(Records from a dataset)
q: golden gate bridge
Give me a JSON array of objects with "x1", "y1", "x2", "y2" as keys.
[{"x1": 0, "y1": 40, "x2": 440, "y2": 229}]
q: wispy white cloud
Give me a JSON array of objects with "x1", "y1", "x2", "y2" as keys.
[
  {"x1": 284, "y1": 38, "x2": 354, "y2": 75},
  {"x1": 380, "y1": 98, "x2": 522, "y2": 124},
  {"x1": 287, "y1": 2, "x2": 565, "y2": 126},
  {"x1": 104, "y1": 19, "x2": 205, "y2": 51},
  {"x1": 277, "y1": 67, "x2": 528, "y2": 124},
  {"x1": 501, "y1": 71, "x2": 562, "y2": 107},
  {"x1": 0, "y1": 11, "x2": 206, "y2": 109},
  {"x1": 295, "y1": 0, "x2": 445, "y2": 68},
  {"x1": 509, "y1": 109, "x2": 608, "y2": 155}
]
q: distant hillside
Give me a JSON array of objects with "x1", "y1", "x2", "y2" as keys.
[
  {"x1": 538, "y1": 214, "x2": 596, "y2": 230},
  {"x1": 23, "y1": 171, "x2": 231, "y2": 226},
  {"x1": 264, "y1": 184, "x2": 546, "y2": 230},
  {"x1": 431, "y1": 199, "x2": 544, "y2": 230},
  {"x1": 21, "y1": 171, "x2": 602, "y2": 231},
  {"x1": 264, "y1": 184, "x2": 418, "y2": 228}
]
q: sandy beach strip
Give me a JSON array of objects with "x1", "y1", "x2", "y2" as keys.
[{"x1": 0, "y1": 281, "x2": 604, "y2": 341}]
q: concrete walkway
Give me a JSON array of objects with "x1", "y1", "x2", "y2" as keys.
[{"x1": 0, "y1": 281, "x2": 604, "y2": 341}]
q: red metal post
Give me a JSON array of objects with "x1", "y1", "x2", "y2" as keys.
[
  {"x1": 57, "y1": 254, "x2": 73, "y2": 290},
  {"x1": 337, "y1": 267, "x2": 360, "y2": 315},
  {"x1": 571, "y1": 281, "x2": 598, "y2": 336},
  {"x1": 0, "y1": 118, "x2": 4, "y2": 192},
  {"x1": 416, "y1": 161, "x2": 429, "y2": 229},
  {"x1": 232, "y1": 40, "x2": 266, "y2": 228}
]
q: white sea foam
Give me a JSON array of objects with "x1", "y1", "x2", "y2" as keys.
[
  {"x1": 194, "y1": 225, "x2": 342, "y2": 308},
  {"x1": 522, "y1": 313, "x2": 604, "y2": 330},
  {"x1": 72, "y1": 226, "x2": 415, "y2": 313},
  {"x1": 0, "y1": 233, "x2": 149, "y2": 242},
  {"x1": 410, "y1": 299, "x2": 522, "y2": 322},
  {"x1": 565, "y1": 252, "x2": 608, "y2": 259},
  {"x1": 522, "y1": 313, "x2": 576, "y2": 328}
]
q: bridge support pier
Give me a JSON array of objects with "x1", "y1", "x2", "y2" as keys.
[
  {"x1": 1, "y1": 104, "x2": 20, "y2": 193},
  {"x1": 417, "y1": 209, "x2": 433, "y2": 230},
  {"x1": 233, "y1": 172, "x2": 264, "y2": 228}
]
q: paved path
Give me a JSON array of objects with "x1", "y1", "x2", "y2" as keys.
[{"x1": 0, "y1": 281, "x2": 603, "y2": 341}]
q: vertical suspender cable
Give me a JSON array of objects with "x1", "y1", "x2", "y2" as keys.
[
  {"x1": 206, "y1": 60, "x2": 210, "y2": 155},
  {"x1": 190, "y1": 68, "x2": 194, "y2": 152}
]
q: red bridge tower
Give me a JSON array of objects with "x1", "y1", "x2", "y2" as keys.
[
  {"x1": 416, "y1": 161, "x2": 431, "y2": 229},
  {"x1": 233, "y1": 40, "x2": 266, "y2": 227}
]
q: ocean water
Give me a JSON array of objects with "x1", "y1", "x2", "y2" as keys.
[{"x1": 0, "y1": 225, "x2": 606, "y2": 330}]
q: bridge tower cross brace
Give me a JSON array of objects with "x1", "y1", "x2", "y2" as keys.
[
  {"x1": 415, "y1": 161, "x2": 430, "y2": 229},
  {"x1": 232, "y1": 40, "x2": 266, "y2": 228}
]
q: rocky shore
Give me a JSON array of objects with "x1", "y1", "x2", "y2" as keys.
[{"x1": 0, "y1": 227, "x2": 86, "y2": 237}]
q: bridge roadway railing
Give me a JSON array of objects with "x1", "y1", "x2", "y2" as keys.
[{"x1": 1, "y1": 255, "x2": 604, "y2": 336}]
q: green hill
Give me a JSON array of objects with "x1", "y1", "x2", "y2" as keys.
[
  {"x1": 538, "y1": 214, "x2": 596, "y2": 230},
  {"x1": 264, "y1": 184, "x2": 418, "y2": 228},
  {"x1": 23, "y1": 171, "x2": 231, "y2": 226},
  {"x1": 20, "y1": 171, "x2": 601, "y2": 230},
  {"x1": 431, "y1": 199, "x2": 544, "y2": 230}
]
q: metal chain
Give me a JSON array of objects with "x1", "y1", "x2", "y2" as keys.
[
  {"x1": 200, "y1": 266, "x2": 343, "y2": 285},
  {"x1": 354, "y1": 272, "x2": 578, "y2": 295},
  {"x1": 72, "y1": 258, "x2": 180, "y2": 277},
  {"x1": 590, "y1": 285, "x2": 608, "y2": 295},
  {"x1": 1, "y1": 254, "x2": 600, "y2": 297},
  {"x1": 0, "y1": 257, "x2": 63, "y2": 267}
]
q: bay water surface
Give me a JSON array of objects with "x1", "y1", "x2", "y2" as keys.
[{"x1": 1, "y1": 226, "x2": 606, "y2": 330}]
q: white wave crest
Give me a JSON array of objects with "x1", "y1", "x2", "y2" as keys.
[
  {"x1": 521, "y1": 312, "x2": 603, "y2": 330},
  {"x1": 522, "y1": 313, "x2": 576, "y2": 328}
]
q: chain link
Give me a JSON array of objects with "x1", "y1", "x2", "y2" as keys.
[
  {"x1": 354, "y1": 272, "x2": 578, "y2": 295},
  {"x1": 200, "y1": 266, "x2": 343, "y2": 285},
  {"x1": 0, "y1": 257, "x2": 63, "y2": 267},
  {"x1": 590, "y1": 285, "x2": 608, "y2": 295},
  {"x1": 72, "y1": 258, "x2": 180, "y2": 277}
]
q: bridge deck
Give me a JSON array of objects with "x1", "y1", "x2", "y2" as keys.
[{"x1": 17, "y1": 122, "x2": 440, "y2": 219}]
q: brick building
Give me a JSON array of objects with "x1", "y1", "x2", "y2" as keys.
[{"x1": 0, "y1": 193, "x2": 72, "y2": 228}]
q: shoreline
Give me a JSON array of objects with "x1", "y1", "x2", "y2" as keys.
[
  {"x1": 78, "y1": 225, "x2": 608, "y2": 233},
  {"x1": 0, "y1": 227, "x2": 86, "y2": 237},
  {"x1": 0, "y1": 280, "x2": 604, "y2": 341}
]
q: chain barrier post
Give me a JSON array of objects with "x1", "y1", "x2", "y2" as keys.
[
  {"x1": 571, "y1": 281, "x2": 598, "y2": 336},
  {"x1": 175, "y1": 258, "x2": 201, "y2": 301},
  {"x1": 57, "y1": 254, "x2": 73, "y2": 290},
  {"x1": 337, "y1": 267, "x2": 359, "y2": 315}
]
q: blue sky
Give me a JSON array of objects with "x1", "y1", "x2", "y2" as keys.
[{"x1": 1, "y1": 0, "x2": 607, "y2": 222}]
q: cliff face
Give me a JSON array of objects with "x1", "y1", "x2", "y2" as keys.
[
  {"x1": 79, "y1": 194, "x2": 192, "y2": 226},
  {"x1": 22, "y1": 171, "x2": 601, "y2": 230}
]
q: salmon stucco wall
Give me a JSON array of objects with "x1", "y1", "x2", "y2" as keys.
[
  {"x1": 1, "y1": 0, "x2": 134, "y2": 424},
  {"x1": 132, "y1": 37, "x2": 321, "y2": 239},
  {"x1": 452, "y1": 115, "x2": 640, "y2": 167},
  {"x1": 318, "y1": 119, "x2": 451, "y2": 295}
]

▶ **Try it**
All lines from the one containing "q: chain link" to the end of the records are to be duplicated exactly, and no other lines are to be given.

▶ **Task response**
q: chain link
Give me a JSON array of objects with "x1", "y1", "x2", "y2" as keys.
[
  {"x1": 354, "y1": 272, "x2": 578, "y2": 295},
  {"x1": 200, "y1": 266, "x2": 343, "y2": 285},
  {"x1": 0, "y1": 257, "x2": 63, "y2": 267},
  {"x1": 590, "y1": 285, "x2": 608, "y2": 295},
  {"x1": 72, "y1": 258, "x2": 180, "y2": 277}
]
q: bridge deck
Give me a JSON array of objects with "x1", "y1", "x2", "y2" as keys.
[{"x1": 17, "y1": 122, "x2": 440, "y2": 219}]
q: brick building
Give me a JSON array of objects with "x1", "y1", "x2", "y2" as keys.
[{"x1": 0, "y1": 193, "x2": 72, "y2": 228}]
q: shoreline
Give me a JSON array of objects with "x1", "y1", "x2", "y2" as keys.
[
  {"x1": 78, "y1": 225, "x2": 608, "y2": 233},
  {"x1": 0, "y1": 227, "x2": 86, "y2": 237},
  {"x1": 0, "y1": 280, "x2": 604, "y2": 341}
]
q: chain barrier post
Give me a JSON array of objects with "x1", "y1", "x2", "y2" as keys.
[
  {"x1": 571, "y1": 281, "x2": 598, "y2": 336},
  {"x1": 175, "y1": 258, "x2": 201, "y2": 301},
  {"x1": 57, "y1": 254, "x2": 73, "y2": 290},
  {"x1": 337, "y1": 267, "x2": 359, "y2": 315}
]
q: blue sky
Give me a JSON array of objects with "x1", "y1", "x2", "y2" as keys.
[{"x1": 1, "y1": 0, "x2": 607, "y2": 222}]
q: cliff face
Give me a JSON array of objects with "x1", "y1", "x2", "y2" as keys.
[
  {"x1": 79, "y1": 194, "x2": 192, "y2": 226},
  {"x1": 22, "y1": 171, "x2": 601, "y2": 230}
]
q: salmon stucco wall
Give me a JSON array of objects with "x1", "y1", "x2", "y2" as keys.
[
  {"x1": 1, "y1": 0, "x2": 134, "y2": 424},
  {"x1": 132, "y1": 37, "x2": 321, "y2": 239},
  {"x1": 452, "y1": 115, "x2": 640, "y2": 167},
  {"x1": 318, "y1": 119, "x2": 451, "y2": 295}
]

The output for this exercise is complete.